**Text**

● ● ●

|Missouri v. Jenkins|
|Argued January 11, 1995|
Decided June 12, 1995
|Full case name||State of Missouri, et al. v. Kalima Jenkins, et al.|
|Citations||515 U.S. 70 (more)|
|Prior||Declaratory judgment, 593 F. Supp. 1485 (W.D. Mo. 1984); final appealable order, 639 F. Supp. 19 (W.D. Mo. 1984); affirmed, 855 F.2d 1295 (8th Cir. 1988); reversed, 495 U.S. 33 (1990); new orders affirmed, 11 F.3d 755 (8th Cir. 1993).|
|Subsequent||appeal after remand, 103 F.3d 731 (8th Cir. 1997).|
|The District Court's school desegregation orders, which required the State of Missouri to fund across-the-board salary increases and to continue to fund remedial education programs, went beyond the court's remedial authority.|
|Majority||Rehnquist, joined by O'Connor, Scalia, Kennedy, Thomas|
|Dissent||Souter, joined by Stevens, Ginsburg, Breyer|
Missouri v. Jenkins, 515 U.S. 70 (1995), is a case decided by the United States Supreme Court. On June 12, 1995 the Court, in a 5–4 decision, overturned a district court ruling that required the state of Missouri to correct intentional racial discrimination in Kansas City schools by funding salary increases and remedial education programs.

● ● ●

**Given data**
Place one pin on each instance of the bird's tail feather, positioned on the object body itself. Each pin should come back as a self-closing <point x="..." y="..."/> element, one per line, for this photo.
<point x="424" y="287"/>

● ● ●

**Exercise objective**
Extend the Missouri v. Jenkins text, starting right after its final sentence. The data above comes from a separate, unrelated source.

**Result of this exercise**
The case began in 1977, when a group of students and the Kansas City, Missouri School District (KCMSD) sued the State of Missouri, federal agencies, and suburban districts around Kansas City on behalf of the district's students. The district court then instead named the KCMSD school district as a defendant. The courts held that the state of Missouri was liable for segregated schools within the boundaries of KCMSD. Originally, the plaintiffs and the KCMSD school district wanted a "metropolitan plan," which would have included bus transfers to integrate and remedy the racial inequalities of inner-city and suburban schools. However, over the 18-year span of the case, the court ordered remedies that were focused instead on improving educational facilities and programs inside KCMSD.
In 1985, US District Court Judge Russell Clark ordered the legal remedy of educational improvement programs, school facility repairs, and magnet schools, which were thought to be the best way to attract white suburban students back into city schools. In 1987, the district courts ordered mandatory salary assistance, arguing that to end segregation in the schools the district needed higher-paid, quality teachers.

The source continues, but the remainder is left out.